[Data for review — start]
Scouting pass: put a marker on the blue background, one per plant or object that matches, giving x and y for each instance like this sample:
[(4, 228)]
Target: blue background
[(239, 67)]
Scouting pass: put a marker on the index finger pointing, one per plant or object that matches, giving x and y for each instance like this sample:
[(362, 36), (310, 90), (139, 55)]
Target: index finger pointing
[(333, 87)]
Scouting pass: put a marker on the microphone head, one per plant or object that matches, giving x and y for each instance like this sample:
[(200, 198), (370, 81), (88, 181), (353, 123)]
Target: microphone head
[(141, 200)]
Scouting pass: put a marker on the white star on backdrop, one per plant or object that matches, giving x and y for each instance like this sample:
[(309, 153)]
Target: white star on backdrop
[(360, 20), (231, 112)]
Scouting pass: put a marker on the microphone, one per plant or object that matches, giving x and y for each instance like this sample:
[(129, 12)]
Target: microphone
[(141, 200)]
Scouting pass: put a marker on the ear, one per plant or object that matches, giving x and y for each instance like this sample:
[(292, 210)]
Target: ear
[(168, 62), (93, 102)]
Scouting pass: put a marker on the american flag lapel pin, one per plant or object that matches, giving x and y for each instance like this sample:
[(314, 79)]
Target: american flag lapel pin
[Data for review — finish]
Nothing before the line containing "[(309, 153)]" should be repeated; repeat that line and all later lines through the end of the data above, exactly.

[(309, 153)]
Target: white star on backdrop
[(360, 20), (231, 112)]
Scouting pass: put a marker on the microphone, one per plant or object that matches, giving x and y for each instance like this sample:
[(129, 12)]
Target: microphone
[(141, 200)]
Scouting pass: put a marker on the ear, one per plant or object that matches, giving x and y for each instance like this sample:
[(292, 210)]
Target: ear
[(168, 62), (93, 102)]
Scouting pass: put a marker on the american flag lapel pin, one per plant or object that matches, giving x and y for each instance like this sample:
[(314, 79)]
Target: american flag lapel pin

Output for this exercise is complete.